- _WHAT TO PRODUCE_
Starting at the line that contains "# test: pointer drops one pin on the black", write out each line through the end of the data below, exactly as it stands. Skip any pictures.

___ RECORDS FOR THE TASK

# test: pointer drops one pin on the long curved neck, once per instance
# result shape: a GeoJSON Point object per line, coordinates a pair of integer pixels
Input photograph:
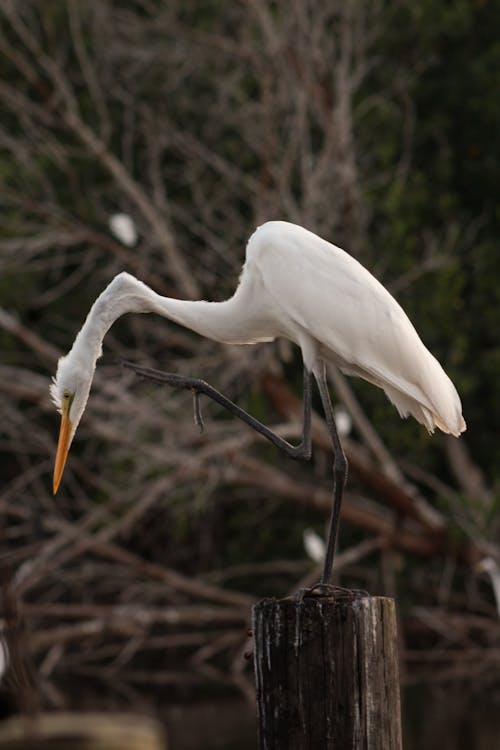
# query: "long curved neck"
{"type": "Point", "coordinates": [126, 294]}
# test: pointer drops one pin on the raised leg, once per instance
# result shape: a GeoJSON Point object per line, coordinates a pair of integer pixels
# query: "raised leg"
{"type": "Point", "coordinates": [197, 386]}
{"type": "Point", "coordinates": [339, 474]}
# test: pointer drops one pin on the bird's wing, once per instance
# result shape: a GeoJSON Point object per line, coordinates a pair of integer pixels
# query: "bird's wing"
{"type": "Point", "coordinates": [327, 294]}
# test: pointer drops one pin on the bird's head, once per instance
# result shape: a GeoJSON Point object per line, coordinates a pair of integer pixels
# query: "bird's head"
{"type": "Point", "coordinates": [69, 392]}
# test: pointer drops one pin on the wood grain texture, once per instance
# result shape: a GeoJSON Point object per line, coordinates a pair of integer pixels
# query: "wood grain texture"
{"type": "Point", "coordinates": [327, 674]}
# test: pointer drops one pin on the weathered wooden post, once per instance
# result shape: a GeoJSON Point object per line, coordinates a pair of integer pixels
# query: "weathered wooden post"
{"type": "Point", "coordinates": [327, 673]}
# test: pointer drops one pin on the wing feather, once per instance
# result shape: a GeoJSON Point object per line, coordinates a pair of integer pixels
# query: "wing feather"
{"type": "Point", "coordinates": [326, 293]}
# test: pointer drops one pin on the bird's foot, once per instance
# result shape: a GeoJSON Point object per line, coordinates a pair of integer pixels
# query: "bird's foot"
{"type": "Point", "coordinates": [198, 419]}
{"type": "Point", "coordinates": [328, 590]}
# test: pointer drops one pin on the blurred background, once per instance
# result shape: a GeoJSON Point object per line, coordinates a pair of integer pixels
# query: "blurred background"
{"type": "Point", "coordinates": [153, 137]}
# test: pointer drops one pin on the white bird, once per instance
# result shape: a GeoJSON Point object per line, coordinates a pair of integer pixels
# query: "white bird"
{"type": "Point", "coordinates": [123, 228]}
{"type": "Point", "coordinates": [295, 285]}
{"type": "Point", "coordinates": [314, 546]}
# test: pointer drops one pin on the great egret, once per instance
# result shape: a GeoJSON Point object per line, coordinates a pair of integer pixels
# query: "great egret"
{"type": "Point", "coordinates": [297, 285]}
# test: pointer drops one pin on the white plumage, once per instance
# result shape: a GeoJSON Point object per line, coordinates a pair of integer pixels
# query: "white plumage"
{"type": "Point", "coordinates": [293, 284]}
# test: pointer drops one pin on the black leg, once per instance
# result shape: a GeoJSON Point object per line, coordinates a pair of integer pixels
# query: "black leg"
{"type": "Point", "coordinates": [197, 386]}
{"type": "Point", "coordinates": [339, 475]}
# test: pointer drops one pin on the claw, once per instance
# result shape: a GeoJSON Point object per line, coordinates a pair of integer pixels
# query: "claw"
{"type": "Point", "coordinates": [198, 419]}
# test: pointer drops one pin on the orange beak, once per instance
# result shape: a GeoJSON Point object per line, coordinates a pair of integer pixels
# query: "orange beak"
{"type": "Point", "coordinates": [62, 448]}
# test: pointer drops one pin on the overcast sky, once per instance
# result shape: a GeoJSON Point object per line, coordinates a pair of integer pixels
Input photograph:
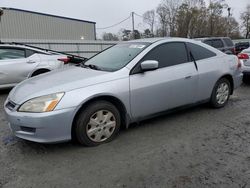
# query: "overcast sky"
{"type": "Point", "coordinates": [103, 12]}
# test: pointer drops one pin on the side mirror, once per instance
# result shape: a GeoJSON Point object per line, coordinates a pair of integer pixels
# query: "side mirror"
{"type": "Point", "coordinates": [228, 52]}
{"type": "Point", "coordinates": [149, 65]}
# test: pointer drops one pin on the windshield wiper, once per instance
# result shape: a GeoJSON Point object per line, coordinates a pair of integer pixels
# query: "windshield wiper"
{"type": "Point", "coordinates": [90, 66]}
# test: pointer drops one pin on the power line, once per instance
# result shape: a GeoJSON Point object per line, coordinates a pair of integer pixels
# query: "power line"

______

- _EXPECTED ANSWER_
# test: pointer drops one pin on the black leg, once per instance
# result shape: a GeoJSON Point object per line, coordinates a pair of integer pixels
# query: "black leg"
{"type": "Point", "coordinates": [197, 386]}
{"type": "Point", "coordinates": [339, 475]}
# test: pointer drops one pin on the claw, once per instance
# result shape: a GeoJSON Point object per line, coordinates a pair of integer pixels
# query: "claw"
{"type": "Point", "coordinates": [198, 419]}
# test: pointer drops one pin on the orange beak, once per instance
# result shape: a GeoJSON Point object per line, coordinates a pair of integer pixels
# query: "orange beak"
{"type": "Point", "coordinates": [62, 448]}
# test: pointer drops one pin on the overcast sky, once per instance
# result shape: a GeoJSON Point object per line, coordinates a pair of integer pixels
Input photograph:
# query: "overcast sky"
{"type": "Point", "coordinates": [103, 12]}
# test: pointer drops one pin on the side mirror, once per instance
# result shape: a GeoJSON Point object per line, coordinates a pair of integer pixels
# query: "side mirror"
{"type": "Point", "coordinates": [228, 52]}
{"type": "Point", "coordinates": [149, 65]}
# test: pointer drops one pin on the windshield wiper, once per instance
# result shape: a GeoJSON Point object per line, coordinates a pair of integer pixels
# query: "windshield wiper"
{"type": "Point", "coordinates": [90, 66]}
# test: pointer drops one pin on the power line, once per instance
# result shape: a GeoJSON Point object per line, coordinates a pair of integer pixels
# query: "power line"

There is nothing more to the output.